**DOCUMENT SECTION**
* * * * * * * * *

Posted on 03/24/2010 10:18:54 AM PDT by Michael van der Galien

With the ink barely dry from President Obama’s signature, the attorneys general in more than a dozen states went to court. They filed lawsuits challenging the constitutionality of Obamacare’s individual mandate requiring virtually all Americans to purchase health insurance.

On his “Is it legal” segment last night, Bill O’Reilly posed the bottom-line question: What are the odds that the Supreme Court will overturn Obamacare? While his two legal beagle experts believed the challenge had some merit, they both thought it would ultimately fail.

* * * * * * * * *

**REQUIRED WORK**
Quote word for word the stretch of the Obamacare lawsuit post from "With the ink" through "purchase health insurance.".

* * * * * * * * *

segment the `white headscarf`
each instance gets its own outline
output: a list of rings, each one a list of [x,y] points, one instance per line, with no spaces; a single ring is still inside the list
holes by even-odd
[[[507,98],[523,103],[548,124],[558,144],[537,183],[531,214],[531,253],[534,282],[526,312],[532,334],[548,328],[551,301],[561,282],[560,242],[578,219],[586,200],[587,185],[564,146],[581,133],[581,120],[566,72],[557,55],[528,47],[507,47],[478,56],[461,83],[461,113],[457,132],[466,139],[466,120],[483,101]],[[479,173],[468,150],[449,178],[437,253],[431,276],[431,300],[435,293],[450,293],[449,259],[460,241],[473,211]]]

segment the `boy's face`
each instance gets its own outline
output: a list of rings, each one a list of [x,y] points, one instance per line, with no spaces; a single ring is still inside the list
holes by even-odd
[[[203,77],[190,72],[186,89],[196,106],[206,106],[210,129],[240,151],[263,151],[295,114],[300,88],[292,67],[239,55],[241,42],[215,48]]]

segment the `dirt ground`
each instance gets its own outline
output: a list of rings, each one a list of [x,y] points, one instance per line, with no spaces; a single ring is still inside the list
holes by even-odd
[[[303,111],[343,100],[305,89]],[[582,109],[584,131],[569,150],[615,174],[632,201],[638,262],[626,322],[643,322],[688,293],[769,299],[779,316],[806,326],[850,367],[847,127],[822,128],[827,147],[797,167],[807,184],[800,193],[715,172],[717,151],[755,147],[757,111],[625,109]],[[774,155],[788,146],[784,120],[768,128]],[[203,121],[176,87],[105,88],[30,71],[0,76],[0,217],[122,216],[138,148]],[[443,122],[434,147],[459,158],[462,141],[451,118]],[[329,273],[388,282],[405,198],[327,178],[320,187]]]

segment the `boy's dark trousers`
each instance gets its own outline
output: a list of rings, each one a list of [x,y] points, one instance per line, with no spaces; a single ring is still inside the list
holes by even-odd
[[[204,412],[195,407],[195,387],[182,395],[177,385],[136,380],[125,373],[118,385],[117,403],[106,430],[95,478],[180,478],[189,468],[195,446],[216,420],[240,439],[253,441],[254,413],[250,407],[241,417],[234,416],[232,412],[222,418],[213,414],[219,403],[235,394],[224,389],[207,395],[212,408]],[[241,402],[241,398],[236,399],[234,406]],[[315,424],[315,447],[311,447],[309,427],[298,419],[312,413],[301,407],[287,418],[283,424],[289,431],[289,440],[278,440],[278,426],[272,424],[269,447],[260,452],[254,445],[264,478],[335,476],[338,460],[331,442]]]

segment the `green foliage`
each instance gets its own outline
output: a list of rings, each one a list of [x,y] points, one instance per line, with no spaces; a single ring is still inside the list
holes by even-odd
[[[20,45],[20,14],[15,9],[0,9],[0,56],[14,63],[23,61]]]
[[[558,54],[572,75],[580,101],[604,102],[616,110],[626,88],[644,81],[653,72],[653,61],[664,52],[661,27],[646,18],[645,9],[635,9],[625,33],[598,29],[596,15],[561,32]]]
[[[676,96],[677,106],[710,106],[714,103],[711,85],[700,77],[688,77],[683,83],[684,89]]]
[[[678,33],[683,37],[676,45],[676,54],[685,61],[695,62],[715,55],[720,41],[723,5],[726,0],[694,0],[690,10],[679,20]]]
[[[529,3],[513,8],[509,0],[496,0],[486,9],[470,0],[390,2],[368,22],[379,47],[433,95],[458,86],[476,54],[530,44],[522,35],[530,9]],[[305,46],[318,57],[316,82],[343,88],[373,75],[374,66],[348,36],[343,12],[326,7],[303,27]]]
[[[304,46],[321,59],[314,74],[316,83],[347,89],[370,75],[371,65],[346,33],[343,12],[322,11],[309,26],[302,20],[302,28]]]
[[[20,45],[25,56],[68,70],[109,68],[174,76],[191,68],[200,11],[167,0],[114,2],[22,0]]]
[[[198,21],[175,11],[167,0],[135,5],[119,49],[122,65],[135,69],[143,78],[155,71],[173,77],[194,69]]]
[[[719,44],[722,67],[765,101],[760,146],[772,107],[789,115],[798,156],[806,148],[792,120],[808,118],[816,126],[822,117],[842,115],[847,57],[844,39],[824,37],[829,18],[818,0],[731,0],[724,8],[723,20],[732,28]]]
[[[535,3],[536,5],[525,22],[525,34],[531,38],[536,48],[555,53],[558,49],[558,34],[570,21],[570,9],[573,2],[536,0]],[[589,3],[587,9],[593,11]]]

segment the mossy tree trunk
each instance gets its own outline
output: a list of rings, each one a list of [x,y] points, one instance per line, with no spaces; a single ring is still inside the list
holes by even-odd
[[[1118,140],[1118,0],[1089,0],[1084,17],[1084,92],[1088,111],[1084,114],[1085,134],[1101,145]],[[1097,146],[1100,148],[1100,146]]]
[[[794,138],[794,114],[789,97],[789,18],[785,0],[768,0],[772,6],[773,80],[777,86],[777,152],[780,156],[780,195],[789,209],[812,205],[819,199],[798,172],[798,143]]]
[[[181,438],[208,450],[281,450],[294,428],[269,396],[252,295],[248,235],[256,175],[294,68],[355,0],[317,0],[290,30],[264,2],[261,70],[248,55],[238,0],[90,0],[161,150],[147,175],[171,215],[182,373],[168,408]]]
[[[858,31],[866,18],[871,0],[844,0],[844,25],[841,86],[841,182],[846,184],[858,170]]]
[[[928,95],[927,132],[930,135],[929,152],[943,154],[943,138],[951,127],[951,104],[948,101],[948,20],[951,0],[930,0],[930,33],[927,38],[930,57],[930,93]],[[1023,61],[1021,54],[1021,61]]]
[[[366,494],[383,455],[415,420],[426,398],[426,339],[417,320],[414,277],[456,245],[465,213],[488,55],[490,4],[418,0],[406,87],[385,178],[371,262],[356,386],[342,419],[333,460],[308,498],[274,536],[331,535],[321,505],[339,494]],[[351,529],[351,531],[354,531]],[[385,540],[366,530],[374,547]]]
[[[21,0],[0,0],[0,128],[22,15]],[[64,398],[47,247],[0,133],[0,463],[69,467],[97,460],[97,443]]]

* * * * * * * * *

**TASK ANSWER**
With the ink barely dry from President Obama’s signature, the attorneys general in more than a dozen states went to court. They filed lawsuits challenging the constitutionality of Obamacare’s individual mandate requiring virtually all Americans to purchase health insurance.